- DIRECTIONS FOR THIS TASK: Please copy the entries below word for word.

- THE DATA:
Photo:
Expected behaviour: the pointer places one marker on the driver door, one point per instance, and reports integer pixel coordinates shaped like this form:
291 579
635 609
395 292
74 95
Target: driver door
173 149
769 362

- ANSWER TO THE EXERCISE:
Photo:
Expected behaviour: the pointer places one marker on the driver door, one point per instance, and reports integer pixel coordinates shaped like this form:
291 579
635 609
395 292
74 95
Target: driver door
173 149
769 362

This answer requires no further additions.